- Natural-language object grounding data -
+ + + + +

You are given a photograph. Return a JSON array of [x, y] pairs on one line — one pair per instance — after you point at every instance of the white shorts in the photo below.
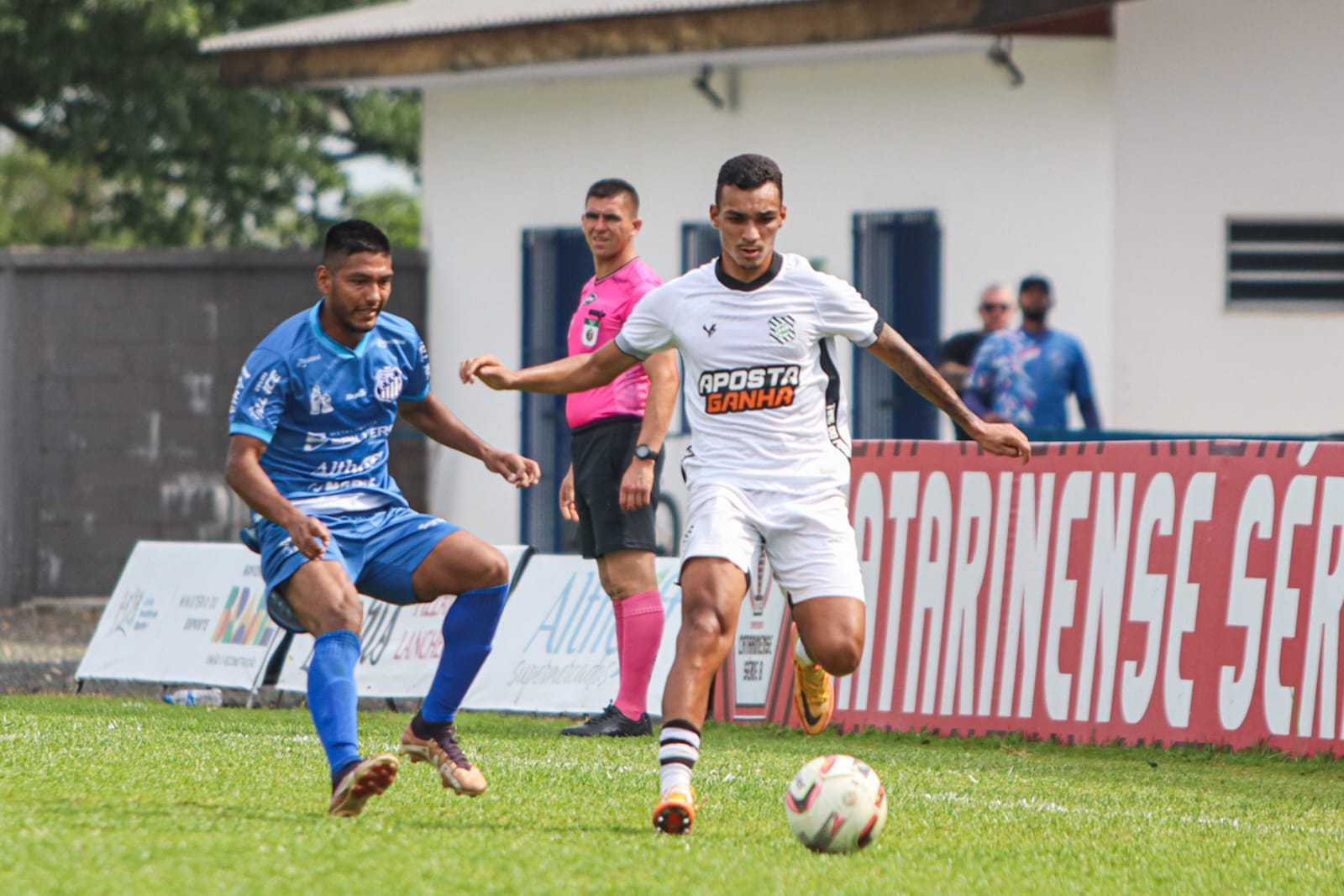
[[808, 537]]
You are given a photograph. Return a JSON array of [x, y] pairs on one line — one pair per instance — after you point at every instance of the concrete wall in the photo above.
[[1021, 179], [113, 421], [1223, 107]]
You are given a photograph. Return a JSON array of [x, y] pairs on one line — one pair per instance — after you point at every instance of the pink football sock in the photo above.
[[638, 631]]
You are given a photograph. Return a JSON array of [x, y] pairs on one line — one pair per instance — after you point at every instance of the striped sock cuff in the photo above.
[[679, 741]]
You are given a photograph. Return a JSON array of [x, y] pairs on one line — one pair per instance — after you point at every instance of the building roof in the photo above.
[[427, 18], [423, 42]]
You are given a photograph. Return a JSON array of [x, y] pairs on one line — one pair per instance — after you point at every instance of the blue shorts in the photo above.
[[380, 550]]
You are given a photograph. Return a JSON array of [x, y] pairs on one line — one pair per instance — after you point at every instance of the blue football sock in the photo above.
[[333, 699], [468, 631]]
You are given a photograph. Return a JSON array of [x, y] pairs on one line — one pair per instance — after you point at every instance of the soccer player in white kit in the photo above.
[[769, 458]]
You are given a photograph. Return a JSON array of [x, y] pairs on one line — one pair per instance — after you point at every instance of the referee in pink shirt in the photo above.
[[617, 434]]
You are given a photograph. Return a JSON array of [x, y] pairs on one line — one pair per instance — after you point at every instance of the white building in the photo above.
[[1139, 132]]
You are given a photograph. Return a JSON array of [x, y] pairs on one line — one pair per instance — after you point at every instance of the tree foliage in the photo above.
[[143, 144]]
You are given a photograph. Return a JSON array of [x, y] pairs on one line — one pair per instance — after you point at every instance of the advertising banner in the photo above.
[[401, 645], [555, 647], [185, 613], [1116, 591]]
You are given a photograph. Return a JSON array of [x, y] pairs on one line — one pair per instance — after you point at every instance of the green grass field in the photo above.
[[111, 795]]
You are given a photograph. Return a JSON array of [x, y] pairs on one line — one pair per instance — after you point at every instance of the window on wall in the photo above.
[[1285, 261]]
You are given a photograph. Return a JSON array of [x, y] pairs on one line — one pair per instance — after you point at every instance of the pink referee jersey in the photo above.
[[604, 305]]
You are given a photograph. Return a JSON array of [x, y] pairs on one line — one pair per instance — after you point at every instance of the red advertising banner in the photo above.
[[1109, 591]]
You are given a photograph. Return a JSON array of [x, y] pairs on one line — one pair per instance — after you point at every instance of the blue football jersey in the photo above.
[[326, 410]]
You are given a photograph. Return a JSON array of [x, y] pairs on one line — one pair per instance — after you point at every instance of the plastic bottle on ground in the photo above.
[[195, 698]]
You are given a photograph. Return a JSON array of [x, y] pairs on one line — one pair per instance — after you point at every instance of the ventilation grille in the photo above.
[[1280, 261]]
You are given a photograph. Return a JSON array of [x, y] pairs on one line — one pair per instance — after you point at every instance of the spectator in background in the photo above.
[[956, 354], [1025, 375]]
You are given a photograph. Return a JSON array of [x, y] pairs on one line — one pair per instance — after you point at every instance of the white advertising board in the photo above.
[[185, 613], [555, 647]]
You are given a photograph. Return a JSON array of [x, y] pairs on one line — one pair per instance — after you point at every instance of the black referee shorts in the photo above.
[[601, 453]]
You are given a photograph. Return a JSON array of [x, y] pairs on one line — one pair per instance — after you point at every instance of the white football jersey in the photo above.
[[761, 385]]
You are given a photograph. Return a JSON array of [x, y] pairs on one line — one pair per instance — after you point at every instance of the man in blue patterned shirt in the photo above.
[[1026, 375], [308, 452]]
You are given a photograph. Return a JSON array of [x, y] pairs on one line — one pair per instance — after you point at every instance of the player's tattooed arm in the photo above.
[[573, 374], [432, 417], [249, 479], [902, 358]]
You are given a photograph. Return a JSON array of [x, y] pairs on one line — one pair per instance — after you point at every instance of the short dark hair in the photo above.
[[353, 237], [748, 172], [609, 187], [1034, 281]]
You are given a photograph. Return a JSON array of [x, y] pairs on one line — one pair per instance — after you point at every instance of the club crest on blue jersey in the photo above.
[[387, 383], [319, 402]]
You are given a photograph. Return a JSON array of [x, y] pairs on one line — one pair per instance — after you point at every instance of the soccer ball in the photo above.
[[837, 805]]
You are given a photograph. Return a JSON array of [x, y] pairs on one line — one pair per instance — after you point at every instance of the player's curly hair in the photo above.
[[609, 187], [748, 172], [351, 237]]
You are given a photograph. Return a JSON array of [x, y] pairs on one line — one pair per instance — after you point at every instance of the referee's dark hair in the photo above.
[[609, 187], [353, 237], [748, 172]]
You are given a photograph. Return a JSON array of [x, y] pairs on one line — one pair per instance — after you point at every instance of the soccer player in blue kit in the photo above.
[[308, 453]]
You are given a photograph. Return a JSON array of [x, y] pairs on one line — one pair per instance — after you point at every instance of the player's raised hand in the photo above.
[[568, 508], [1005, 439], [636, 485], [517, 469], [309, 537], [488, 369]]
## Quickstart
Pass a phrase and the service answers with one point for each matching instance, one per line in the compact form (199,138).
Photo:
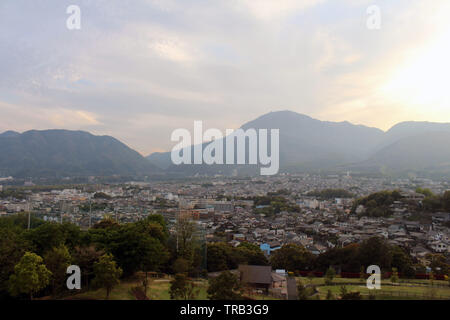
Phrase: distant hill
(59,153)
(408,129)
(7,134)
(305,144)
(423,152)
(308,144)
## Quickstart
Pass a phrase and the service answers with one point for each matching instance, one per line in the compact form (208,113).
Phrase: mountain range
(61,153)
(306,145)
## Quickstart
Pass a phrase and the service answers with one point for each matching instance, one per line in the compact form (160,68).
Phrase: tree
(302,291)
(292,257)
(182,289)
(329,276)
(12,248)
(85,257)
(181,265)
(30,275)
(375,251)
(394,275)
(57,260)
(226,286)
(107,274)
(402,261)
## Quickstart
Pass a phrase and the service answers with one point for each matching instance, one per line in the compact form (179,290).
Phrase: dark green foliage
(226,286)
(181,288)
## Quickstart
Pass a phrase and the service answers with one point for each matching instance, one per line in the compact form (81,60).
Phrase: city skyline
(138,71)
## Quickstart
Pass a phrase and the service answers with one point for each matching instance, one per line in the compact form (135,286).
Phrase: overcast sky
(139,69)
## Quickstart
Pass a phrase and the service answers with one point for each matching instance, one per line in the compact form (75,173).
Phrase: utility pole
(90,213)
(29,213)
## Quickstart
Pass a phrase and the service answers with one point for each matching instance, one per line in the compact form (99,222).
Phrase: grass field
(405,289)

+ + + + +

- ACTIVITY -
Provide the count of lines in the data above that include the word "matching", with no added text.

- RESPONSE BELOW -
8